TASK DETAILS: Write each line below back out exactly, omitting its pictures.

RAW DATA:
Segment Open
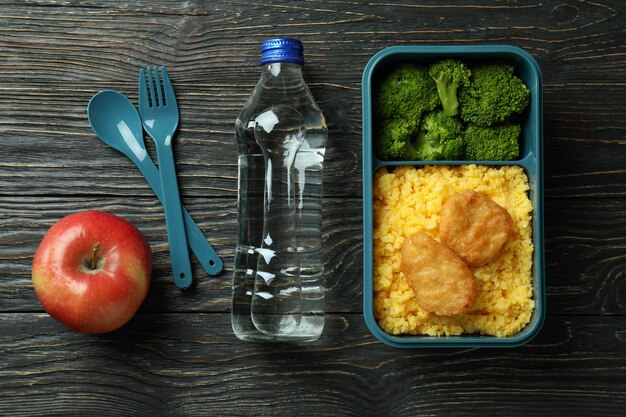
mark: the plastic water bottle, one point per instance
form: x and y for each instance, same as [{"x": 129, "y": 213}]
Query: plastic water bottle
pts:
[{"x": 278, "y": 283}]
Segment Closed
REPLY TO THE EXERCISE:
mark: the plastic water bottle, one point per instance
form: x and y for each instance, same as [{"x": 129, "y": 213}]
Query: plastic water bottle
pts:
[{"x": 278, "y": 283}]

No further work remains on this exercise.